> **THE TASK**: The number needed is how many lines of the data hold the string "gabled". Give that number and nothing more.

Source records
╔══
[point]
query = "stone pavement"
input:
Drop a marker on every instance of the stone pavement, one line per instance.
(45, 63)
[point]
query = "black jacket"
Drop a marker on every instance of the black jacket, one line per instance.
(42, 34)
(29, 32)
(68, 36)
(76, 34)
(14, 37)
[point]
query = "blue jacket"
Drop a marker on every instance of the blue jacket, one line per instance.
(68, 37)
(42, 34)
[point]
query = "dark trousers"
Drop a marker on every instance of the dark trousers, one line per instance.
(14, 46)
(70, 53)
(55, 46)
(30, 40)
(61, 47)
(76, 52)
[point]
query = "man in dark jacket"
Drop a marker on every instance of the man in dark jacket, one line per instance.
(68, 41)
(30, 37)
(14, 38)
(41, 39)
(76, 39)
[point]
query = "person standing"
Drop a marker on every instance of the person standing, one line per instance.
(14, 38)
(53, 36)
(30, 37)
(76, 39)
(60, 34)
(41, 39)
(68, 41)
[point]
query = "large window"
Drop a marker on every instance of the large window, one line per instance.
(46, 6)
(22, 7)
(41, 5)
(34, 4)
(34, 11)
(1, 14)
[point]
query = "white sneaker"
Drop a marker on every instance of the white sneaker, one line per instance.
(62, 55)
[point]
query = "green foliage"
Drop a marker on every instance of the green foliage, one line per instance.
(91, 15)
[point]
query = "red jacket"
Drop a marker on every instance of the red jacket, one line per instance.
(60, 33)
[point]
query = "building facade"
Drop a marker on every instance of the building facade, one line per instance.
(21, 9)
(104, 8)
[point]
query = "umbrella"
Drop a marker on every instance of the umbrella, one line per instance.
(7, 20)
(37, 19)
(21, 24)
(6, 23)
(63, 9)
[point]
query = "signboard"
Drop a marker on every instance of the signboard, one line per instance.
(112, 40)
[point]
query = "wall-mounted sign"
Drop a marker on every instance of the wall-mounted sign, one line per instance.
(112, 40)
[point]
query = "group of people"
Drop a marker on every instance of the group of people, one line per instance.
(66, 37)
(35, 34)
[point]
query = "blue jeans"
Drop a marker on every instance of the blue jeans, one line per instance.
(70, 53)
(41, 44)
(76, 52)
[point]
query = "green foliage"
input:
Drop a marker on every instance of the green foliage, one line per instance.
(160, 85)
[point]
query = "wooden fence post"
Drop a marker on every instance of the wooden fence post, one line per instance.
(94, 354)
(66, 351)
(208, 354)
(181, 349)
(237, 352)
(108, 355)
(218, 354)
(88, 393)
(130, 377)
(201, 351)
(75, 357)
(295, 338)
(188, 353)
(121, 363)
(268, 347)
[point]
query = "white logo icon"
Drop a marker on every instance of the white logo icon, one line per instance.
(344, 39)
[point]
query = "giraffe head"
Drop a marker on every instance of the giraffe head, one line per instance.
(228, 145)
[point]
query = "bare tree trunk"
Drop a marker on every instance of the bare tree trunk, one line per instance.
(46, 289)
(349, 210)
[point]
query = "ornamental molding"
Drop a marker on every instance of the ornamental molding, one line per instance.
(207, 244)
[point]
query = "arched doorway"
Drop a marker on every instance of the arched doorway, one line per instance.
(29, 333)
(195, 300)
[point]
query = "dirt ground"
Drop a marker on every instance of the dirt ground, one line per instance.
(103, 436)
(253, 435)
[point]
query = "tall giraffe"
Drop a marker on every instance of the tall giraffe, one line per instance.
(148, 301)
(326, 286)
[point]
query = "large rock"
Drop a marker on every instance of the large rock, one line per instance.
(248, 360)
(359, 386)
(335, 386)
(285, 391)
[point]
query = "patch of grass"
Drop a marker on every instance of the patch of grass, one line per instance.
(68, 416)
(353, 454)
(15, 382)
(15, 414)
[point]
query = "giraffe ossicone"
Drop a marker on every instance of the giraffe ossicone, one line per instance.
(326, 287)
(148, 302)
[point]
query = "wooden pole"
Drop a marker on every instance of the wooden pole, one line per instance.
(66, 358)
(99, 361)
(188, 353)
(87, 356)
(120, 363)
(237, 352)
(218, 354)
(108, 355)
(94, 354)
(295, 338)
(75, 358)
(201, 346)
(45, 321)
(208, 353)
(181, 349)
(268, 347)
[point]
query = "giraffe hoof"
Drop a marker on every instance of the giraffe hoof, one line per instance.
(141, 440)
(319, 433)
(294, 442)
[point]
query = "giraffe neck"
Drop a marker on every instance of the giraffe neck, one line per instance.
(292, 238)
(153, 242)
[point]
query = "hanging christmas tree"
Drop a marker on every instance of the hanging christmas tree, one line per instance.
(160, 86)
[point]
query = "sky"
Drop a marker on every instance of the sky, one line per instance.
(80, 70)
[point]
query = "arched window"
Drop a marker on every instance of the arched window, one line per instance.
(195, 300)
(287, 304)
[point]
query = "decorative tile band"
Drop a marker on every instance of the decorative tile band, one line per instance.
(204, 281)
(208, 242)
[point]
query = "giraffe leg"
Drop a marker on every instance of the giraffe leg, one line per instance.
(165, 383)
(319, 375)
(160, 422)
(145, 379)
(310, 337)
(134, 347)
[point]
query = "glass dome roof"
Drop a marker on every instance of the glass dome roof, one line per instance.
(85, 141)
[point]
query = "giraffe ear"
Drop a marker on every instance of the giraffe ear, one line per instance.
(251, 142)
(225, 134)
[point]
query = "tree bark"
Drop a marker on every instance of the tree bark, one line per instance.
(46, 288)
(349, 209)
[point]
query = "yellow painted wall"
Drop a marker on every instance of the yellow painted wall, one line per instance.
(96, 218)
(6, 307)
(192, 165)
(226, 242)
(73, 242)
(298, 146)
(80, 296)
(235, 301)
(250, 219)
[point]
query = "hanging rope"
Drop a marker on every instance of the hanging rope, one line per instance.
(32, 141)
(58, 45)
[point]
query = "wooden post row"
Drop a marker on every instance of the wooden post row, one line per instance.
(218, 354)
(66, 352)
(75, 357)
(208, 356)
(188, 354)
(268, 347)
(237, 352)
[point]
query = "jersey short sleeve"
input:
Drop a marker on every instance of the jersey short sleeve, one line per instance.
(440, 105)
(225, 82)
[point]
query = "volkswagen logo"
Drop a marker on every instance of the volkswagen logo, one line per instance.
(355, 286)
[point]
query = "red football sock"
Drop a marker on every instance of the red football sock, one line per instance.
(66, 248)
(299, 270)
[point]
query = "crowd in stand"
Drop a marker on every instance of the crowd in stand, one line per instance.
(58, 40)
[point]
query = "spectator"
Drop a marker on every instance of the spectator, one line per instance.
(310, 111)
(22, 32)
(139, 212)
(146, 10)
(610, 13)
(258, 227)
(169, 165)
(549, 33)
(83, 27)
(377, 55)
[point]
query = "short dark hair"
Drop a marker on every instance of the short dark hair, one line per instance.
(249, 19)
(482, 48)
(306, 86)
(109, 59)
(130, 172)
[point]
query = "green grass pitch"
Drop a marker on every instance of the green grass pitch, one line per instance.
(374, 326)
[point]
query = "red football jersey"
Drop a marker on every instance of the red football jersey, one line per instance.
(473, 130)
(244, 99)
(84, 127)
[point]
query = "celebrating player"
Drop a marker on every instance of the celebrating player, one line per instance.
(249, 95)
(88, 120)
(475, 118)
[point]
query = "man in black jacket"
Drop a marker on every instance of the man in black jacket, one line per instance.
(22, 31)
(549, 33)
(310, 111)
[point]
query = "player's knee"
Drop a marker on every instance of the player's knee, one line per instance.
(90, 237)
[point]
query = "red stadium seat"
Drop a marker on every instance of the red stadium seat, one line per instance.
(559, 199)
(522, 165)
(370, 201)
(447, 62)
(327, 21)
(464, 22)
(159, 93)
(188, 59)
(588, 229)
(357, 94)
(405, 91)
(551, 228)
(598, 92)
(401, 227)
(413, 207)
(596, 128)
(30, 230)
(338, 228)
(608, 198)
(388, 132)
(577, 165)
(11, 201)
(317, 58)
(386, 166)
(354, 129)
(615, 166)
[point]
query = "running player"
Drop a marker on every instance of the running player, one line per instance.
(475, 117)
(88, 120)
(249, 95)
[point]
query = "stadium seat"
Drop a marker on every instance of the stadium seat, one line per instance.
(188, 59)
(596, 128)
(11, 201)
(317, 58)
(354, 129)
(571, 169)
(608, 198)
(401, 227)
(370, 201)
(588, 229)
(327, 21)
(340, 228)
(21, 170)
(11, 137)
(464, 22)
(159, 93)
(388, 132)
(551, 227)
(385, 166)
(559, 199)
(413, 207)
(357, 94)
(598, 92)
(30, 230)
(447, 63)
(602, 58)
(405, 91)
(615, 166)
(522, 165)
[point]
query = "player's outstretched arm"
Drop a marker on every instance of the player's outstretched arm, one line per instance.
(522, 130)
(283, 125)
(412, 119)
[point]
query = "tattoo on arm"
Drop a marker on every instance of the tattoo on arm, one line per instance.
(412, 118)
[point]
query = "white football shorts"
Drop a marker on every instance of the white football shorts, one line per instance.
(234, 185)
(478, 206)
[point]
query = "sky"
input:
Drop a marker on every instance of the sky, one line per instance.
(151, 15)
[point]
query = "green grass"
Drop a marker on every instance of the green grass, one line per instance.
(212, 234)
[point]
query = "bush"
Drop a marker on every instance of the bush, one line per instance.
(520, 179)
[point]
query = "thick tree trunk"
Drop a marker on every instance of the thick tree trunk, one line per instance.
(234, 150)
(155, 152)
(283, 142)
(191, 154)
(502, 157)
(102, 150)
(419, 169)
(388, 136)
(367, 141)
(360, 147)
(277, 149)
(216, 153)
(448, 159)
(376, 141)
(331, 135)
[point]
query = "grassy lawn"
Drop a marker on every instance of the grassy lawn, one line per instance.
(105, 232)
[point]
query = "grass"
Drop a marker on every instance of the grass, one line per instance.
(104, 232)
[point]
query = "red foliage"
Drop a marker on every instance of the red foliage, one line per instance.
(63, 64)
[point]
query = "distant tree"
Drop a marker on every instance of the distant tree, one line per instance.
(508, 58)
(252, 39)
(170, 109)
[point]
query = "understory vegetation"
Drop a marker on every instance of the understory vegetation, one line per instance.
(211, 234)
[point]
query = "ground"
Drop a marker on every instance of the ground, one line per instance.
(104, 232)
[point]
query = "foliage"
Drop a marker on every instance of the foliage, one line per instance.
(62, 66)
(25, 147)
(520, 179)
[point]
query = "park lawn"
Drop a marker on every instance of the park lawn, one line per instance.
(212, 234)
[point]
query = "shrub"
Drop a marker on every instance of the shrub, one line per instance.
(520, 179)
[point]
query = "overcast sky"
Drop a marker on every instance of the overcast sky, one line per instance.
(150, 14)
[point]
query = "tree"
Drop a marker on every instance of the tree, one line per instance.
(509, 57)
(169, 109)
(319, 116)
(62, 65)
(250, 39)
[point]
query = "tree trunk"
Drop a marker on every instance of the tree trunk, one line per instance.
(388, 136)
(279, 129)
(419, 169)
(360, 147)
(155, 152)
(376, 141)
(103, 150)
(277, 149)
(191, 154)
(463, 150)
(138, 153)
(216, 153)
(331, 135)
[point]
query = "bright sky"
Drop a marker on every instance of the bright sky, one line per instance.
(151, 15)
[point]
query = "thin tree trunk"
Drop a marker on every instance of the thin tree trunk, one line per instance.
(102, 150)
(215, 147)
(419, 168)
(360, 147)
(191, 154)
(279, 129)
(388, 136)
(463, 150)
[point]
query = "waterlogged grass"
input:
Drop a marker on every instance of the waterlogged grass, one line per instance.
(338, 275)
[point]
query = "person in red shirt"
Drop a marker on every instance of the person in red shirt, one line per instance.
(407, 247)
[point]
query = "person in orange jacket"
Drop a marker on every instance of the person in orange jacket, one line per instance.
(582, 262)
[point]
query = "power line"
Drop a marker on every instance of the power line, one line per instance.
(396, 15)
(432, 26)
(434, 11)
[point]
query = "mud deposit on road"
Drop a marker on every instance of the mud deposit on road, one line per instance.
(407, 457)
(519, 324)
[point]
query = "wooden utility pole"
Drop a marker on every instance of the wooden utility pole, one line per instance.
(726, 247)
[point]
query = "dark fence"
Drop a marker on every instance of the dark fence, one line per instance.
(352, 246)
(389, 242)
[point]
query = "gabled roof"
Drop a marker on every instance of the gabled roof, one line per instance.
╚══
> **EXPECTED ANSWER**: 2